WORK TO COMPLETE:
**1.** In the text on ANI's lawsuit against OpenAI, which court is hearing the suit?
**2.** Rewrite the text on ANI's lawsuit against OpenAI between "This case is" and "generated by ChatGPT.", inclusive, with "vectors" changed to "numerical arrays".

TEXT FOR ANALYSIS:
☆ ☆ ☆ ☆
Asian News International (ANI) Media, a prominent multimedia news agency in India, has filed a copyright infringement suit against OpenAI at the Delhi High Court (ANI Media Pvt Ltd v OpenAI Inc & Anr, CS(COMM) 1028/2024). This is the first time that a generative-AI platform has faced copyright infringement allegations in India. ANI is claiming that ChatGPT – OpenAI’s large-language model (LLM) – has been illegally scraping freely available and paywalled copyrighted content from its website.
This case is having a profound impact in many sectors, with companies from the publishing, music and tech industries submitting intervention applications.
OpenAI maintains data scraping for LLM training does not amount to infringement
OpenAI has commenced its arguments before the court, reiterating that extracting information does not necessarily amount to infringement and that there was no general prohibition on data use. OpenAI’s LLM is trained on non-expressive elements of data, which cannot be copyrighted – rather, it breaks down the data into “tokens”, which strictly contain “non-expressive” syntactic, semantic and grammatical information and any patterns or correlations. These tokens are then converted into vectors by assigning machine-readable numbers, which the LLM uses to make predictions and decisions, forming the basis of responses generated by ChatGPT.
OpenAI has compared the situation to reading a book – it claims that reading constitutes using a book’s content but does not amount to infringement. It was also asserted that OpenAI refines its models to prevent regurgitation and that these no longer have access to the original training data after the pre-training phase.
☆ ☆ ☆ ☆
RECORDS PROVIDED:
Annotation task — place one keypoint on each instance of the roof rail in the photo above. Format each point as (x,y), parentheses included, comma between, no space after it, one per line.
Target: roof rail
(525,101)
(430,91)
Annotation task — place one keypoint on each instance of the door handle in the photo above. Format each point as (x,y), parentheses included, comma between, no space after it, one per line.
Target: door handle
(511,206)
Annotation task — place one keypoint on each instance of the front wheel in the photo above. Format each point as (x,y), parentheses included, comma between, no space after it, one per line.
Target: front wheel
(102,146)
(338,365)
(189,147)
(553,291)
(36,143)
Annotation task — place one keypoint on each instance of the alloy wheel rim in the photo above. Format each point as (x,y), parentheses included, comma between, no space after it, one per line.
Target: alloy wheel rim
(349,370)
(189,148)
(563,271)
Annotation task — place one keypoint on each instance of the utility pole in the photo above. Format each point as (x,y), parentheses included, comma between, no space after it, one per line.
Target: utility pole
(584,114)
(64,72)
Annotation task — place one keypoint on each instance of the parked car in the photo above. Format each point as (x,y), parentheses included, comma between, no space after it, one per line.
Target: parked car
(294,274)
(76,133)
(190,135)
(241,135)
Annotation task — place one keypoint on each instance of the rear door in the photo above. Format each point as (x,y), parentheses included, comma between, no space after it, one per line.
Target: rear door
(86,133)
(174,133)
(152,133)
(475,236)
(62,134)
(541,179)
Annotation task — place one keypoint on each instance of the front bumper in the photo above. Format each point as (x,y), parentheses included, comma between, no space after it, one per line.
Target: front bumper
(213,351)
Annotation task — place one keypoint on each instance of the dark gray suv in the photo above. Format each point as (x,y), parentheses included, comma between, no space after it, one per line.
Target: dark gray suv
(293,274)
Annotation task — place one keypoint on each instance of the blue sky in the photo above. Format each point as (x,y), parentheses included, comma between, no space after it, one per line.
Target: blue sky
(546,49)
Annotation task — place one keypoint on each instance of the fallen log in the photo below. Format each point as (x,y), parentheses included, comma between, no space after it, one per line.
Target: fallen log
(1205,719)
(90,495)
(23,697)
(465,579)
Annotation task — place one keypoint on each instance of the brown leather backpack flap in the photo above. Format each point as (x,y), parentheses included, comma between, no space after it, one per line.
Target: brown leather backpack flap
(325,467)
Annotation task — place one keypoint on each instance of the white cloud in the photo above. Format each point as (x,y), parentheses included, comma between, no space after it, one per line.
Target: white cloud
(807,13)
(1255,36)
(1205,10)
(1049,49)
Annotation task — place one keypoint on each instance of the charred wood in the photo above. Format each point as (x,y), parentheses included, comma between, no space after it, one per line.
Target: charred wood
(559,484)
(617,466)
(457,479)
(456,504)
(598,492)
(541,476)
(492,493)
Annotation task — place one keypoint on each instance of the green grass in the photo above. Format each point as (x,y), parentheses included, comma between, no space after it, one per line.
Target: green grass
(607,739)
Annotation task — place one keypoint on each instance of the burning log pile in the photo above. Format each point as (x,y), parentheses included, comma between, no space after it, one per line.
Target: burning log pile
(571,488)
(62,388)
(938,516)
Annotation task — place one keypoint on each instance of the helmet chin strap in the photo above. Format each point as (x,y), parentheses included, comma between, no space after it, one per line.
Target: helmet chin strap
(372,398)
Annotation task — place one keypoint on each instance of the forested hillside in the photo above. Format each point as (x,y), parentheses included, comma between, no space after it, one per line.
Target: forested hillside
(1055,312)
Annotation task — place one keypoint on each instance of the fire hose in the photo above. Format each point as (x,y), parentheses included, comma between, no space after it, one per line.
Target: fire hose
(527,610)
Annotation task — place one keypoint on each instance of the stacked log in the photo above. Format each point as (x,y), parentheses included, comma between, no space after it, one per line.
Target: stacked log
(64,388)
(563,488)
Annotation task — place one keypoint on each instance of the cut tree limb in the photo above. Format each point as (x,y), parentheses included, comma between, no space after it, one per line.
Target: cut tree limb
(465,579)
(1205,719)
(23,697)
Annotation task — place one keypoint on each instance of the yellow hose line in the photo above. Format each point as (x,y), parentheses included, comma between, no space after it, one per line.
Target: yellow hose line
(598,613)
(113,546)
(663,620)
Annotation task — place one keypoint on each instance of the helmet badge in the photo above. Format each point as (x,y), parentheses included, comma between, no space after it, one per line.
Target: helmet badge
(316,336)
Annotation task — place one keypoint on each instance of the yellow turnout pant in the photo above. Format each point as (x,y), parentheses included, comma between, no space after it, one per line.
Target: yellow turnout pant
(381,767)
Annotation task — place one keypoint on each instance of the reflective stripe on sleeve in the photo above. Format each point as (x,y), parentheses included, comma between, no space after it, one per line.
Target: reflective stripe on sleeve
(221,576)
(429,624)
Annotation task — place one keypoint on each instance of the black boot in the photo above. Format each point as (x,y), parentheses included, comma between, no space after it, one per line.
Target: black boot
☆ ☆ ☆ ☆
TASK ANSWERS:
**1.** The Delhi High Court.

**2.**
This case is having a profound impact in many sectors, with companies from the publishing, music and tech industries submitting intervention applications.
OpenAI maintains data scraping for LLM training does not amount to infringement
OpenAI has commenced its arguments before the court, reiterating that extracting information does not necessarily amount to infringement and that there was no general prohibition on data use. OpenAI’s LLM is trained on non-expressive elements of data, which cannot be copyrighted – rather, it breaks down the data into “tokens”, which strictly contain “non-expressive” syntactic, semantic and grammatical information and any patterns or correlations. These tokens are then converted into numerical arrays by assigning machine-readable numbers, which the LLM uses to make predictions and decisions, forming the basis of responses generated by ChatGPT.